> DO THIS
Answer these questions about the Leibniz's Rule text:
1. On what kind of interval are $f$ and $g$ defined?
2. What value of $n$ is the basis for the induction?
3. Which rule is cited to get the derivative of $\map f x \map g x$ in the basis step?

> TEXT PASSAGE
......

Leibniz's Rule/One Variable
Theorem
Let $f$ and $g$ be real functions defined on the open interval $I$.
Let $n \in \Z_{>0}$ be a (strictly) positive integer.
Let $x \in I$ be a point in $I$ at which both $f$ and $g$ are $n$ times differentiable.
Then:
- $\ds \paren {\map f x \map g x}^{\paren n} = \sum_{k \mathop = 0}^n \binom n k \map {f^{\paren k} } x \map {g^{\paren {n - k} } } x$
where $\paren n$ denotes the order of the derivative.
Proof
Proof by induction:
Basis for the Induction
Let $n = 1$.
From Product Rule for Derivatives:
- $\paren {\map f x \map g x}' = \map f x \map {g'} x + \map {f'} x \map g x$
Likewise:
\(\ds \sum_{k \mathop = 0}^1 \binom 1 k \map {f^{\paren k} } x \map {g^{\paren {1 - k} } } x\) | \(=\) | \(\ds \binom 1 0 \map {f^{\paren 0} } x \map {g^{\paren {1 - 0} } } x + \binom 1 1 \map {f^{\paren 1} } x \map {g^{\paren {1 - 1} } } x\) | ||||||||||||
\(\ds \) | \(=\) | \(\ds \map f x \map {g'} x + \map {f'} x \map g x\) |
This is our basis for the induction.
Induction Hypothesis
Let $n \in \N$ be fixed.

......

> DATA PROVIDED
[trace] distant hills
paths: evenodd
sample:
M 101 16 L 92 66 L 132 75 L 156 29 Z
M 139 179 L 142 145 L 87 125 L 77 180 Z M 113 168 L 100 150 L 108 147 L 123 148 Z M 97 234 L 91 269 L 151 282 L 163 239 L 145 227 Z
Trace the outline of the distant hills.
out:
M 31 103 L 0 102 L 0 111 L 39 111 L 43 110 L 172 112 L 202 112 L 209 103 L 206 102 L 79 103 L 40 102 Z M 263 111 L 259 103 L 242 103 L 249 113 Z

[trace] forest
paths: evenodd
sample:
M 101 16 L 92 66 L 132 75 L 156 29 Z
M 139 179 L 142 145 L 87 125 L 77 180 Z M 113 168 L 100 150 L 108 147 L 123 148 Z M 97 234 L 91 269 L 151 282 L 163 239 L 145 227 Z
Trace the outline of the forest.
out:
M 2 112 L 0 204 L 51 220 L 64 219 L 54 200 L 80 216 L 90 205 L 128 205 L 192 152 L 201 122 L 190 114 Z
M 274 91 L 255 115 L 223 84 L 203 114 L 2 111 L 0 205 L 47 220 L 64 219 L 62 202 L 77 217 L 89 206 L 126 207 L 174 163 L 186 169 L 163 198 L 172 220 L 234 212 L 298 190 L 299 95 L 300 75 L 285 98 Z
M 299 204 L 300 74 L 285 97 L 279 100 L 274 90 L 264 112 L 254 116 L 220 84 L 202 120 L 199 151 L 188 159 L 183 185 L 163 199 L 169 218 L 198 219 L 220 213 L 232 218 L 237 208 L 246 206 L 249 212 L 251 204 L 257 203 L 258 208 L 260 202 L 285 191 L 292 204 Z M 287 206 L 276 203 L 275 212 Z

......

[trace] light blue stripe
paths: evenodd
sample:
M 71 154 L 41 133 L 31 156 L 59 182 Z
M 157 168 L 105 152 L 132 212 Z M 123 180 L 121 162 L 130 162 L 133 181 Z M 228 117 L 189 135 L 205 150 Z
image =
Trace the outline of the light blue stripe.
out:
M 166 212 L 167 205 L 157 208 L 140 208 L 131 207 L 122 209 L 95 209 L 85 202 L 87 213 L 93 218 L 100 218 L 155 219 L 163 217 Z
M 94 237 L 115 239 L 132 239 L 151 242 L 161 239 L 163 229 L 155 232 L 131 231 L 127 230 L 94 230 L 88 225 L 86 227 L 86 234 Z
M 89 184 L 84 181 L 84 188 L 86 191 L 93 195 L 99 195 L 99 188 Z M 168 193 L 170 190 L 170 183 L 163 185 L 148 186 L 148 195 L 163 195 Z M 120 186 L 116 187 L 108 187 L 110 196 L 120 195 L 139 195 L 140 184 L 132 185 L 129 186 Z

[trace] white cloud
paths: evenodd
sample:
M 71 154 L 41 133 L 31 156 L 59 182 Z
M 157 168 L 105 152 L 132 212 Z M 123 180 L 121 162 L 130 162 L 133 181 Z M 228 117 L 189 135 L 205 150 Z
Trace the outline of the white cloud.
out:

......

> RESPONSE BELOW
1. The open interval $I$.
2. $n = 1$.
3. The Product Rule for Derivatives.